PROBLEMS TO SOLVE:
a. In the Nocturnus article, who joined the band as keyboard player in 1988?
b. Repeat the Nocturnus article word for word from "Nocturnus, currently Nocturnus" to "death metal album.".

Nocturnus, currently Nocturnus AD, is an American death metal band formed in Tampa, Florida, in 1987 by the drummer/vocalist Mike Browning (formerly of Morbid Angel). They were known for their science-fiction themed lyrics and use of keyboards, both of which were virtually unknown in extreme metal at the time. The 1990 debut from the band is considered by some to be the first progressive death metal album.

History

Formation
Nocturnus was formed in 1987 by drummer/vocalist Mike Browning following the breakup of his old band Incubus. The band was formed by Browning, former Incubus guitarist Gino Marino and former Agent Steel bassist Richard Bateman. The band eventually began working on material and added second guitarist Vincent Crowley. This first lineup recorded one self-titled demo in 1987. Crowley quit (going on to form Acheron) and was replaced by then-unknown 18-year-old guitar prodigy Mike Davis, who was also Marino's cousin. Bateman quit shortly afterwards to join Nasty Savage.

Nocturnus added new bassist Jeff Estes and a keyboard player, Louis Panzer, in 1988. Panzer's addition made the band unique in the death metal scene and provided the band with an atmosphere that enhanced their increasingly science fiction-themed lyrical content and image. This lineup put out the Science of Horror demo.  In 1989, Marino quit and was replaced by Davis's long time friend and neighbor Sean McNenney.  With both Davis and McNenney being highly technical players, their often dueling and very fast guitar solos became another focal point of the band.

DATASET EXCERPT:
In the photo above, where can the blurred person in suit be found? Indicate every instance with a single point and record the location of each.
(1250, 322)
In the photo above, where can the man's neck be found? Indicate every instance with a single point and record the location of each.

TASK SOLUTIONS:
a. Louis Panzer

b.
Nocturnus, currently Nocturnus AD, is an American death metal band formed in Tampa, Florida, in 1987 by the drummer/vocalist Mike Browning (formerly of Morbid Angel). They were known for their science-fiction themed lyrics and use of keyboards, both of which were virtually unknown in extreme metal at the time. The 1990 debut from the band is considered by some to be the first progressive death metal album.